Set problem:
Please pull out each line of the records below that contains the word "dining", and copy those lines in full.
★ ★ ★
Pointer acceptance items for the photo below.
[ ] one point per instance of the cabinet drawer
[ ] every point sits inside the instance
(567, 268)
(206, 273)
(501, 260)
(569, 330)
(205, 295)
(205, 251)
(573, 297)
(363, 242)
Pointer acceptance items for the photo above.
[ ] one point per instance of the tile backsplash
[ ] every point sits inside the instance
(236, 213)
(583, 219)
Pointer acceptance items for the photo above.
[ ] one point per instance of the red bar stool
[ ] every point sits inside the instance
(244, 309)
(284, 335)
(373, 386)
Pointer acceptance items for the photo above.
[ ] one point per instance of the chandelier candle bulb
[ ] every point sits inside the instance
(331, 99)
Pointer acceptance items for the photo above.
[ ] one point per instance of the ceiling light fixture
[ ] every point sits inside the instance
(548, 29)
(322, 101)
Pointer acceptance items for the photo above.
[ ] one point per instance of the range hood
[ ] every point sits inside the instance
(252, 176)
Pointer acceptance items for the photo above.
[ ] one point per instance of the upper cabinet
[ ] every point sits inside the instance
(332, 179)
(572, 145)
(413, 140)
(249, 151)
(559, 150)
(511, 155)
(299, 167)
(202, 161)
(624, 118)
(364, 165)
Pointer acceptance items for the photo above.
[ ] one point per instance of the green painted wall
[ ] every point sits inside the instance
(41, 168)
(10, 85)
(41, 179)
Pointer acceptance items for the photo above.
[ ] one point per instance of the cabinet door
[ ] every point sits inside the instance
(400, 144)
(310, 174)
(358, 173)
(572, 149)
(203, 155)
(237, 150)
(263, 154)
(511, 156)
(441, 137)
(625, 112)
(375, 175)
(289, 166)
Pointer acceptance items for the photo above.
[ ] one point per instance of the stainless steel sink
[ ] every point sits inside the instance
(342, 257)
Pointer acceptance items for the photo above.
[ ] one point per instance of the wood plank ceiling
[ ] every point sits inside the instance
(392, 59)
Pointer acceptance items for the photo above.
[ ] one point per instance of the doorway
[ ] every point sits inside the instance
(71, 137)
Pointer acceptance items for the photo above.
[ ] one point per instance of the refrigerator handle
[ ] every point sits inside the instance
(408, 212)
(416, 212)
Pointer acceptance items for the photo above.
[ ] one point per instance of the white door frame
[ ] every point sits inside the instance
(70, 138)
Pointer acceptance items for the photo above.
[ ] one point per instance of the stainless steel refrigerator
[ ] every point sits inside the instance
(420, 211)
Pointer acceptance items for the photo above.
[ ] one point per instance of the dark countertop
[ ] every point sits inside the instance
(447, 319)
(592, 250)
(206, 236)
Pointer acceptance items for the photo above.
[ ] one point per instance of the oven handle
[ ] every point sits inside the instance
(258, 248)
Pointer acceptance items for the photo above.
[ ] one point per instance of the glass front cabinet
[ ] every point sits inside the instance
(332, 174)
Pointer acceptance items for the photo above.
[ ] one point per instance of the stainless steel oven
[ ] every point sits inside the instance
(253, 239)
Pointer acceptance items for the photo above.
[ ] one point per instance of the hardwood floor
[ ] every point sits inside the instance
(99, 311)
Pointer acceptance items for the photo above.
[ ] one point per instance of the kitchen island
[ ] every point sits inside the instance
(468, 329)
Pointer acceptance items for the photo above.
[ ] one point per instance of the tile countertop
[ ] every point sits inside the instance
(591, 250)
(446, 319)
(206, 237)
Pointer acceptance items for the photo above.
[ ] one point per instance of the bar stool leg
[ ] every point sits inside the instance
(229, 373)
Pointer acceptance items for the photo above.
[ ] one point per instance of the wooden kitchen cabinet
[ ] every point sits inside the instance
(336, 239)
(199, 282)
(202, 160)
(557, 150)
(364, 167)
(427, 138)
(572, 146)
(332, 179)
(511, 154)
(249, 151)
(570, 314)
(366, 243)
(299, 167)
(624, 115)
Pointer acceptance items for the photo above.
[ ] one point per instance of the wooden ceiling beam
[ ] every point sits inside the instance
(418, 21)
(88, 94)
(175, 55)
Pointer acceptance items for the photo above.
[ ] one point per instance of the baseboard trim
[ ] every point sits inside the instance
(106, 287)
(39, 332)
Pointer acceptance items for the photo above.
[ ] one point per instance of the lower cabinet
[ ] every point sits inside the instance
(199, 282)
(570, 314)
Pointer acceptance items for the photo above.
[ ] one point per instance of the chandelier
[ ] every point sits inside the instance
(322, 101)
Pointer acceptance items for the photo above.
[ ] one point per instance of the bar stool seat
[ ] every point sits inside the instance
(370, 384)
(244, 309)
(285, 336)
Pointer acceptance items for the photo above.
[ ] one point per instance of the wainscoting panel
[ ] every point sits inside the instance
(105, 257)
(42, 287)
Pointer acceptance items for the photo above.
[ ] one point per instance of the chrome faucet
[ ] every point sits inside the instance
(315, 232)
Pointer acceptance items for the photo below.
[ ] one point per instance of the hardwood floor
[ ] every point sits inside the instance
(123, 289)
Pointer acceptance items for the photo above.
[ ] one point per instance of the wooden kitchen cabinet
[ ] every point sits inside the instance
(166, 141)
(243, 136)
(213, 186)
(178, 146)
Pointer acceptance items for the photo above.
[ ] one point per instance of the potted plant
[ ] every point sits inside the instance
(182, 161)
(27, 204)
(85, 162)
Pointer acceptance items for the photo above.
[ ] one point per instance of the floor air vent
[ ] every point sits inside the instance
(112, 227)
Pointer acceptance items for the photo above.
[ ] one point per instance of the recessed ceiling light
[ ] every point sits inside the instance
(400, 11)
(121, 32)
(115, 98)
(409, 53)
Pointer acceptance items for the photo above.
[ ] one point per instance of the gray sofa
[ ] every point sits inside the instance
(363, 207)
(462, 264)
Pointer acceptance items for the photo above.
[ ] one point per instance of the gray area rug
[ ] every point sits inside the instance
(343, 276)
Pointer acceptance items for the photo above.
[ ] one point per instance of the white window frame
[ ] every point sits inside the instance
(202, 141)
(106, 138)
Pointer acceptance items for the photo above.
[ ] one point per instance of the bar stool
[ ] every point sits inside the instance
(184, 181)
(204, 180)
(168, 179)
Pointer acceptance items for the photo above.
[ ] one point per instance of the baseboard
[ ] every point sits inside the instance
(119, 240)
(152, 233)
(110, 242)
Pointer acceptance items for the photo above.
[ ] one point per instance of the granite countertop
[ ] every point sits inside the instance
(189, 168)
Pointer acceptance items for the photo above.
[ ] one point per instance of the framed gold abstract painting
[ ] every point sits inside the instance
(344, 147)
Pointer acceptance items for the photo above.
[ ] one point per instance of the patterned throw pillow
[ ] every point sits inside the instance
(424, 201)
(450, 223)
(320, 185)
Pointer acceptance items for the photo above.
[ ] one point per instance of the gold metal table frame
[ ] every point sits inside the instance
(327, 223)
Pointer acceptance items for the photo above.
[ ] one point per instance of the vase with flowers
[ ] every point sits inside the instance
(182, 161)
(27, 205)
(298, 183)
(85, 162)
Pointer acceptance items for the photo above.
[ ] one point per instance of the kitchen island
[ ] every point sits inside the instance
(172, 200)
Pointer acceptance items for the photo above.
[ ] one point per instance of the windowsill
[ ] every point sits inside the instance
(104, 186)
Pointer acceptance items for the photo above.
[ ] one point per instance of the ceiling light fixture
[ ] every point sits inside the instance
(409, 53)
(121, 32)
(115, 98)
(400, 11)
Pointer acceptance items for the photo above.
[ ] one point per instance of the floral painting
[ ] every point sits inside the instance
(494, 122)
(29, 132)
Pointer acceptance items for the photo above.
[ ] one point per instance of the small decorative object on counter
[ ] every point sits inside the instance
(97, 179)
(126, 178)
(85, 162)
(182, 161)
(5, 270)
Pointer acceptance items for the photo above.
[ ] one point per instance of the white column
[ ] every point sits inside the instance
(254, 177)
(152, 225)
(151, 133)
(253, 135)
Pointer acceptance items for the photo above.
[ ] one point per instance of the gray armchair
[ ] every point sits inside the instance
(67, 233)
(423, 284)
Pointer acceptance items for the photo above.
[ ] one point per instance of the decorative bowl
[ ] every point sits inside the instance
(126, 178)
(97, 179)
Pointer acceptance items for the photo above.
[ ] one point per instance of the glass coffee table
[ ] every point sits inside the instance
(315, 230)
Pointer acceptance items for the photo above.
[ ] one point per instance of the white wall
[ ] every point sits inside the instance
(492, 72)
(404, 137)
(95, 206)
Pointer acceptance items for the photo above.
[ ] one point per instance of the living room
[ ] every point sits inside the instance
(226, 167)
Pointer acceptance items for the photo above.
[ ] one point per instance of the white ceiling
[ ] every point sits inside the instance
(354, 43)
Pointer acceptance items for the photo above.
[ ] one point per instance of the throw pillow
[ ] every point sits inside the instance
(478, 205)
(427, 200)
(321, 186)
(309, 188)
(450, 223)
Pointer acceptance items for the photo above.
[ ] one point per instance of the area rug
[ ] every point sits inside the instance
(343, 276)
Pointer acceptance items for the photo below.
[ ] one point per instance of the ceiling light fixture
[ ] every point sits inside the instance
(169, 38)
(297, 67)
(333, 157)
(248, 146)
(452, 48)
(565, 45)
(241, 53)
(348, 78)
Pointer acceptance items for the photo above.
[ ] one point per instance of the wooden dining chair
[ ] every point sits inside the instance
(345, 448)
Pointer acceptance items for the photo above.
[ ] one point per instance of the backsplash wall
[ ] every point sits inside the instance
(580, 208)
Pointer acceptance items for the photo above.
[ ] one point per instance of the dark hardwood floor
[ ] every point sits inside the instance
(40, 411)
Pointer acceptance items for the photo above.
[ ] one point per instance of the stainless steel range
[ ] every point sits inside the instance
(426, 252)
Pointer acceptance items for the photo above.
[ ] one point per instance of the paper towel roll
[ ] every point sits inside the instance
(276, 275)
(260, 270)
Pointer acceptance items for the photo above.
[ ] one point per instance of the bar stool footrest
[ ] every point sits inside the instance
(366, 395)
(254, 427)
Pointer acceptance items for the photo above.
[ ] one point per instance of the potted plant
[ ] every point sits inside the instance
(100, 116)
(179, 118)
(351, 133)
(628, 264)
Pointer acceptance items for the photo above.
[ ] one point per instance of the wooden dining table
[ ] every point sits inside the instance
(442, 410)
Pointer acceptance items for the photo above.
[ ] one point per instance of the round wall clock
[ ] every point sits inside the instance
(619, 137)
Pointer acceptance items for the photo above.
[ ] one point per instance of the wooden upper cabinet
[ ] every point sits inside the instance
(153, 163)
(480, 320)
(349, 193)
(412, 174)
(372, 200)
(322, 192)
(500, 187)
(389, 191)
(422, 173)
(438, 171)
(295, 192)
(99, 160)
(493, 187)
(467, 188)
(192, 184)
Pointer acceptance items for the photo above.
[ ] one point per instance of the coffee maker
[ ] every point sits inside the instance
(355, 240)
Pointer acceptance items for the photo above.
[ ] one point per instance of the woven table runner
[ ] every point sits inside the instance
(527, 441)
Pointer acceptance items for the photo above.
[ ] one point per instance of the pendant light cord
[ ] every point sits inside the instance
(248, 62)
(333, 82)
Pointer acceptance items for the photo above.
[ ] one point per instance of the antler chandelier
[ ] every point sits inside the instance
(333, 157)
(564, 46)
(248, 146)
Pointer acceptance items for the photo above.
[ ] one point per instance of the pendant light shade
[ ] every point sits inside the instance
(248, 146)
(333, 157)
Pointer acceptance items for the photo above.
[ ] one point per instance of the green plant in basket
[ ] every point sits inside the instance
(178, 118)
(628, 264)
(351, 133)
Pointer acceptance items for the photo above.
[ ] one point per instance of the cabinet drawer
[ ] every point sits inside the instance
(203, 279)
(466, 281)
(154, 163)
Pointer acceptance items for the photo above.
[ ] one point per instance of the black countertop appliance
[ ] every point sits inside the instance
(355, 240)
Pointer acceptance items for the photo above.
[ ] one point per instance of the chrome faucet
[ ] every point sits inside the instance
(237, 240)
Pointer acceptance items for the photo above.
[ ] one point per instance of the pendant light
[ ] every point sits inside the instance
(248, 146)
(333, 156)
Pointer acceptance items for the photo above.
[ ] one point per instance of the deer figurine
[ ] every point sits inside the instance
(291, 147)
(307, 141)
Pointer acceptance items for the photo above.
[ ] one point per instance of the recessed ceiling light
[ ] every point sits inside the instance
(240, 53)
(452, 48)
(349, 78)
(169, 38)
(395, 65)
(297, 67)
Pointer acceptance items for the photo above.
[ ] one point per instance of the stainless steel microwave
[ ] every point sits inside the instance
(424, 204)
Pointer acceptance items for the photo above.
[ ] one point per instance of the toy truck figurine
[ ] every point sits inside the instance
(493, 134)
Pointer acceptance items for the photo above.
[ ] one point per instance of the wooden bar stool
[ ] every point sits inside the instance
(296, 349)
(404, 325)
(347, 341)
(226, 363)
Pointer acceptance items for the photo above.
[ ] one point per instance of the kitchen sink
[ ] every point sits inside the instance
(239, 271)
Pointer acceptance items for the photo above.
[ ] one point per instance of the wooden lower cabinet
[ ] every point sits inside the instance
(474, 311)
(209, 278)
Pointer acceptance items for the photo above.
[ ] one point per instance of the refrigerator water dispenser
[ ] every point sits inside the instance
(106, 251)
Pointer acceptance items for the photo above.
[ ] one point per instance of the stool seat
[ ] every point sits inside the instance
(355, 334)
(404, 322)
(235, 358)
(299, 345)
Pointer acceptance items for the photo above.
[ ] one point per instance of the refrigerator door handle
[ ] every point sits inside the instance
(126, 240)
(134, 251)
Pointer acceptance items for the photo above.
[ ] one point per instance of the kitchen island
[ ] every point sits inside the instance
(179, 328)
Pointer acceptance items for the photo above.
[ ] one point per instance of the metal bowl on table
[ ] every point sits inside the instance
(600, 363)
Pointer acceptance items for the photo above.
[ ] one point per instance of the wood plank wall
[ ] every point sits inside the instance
★ ★ ★
The completed task:
[ ] one point per instance of the wooden dining chair
[ ] one point per instance of the wooden dining table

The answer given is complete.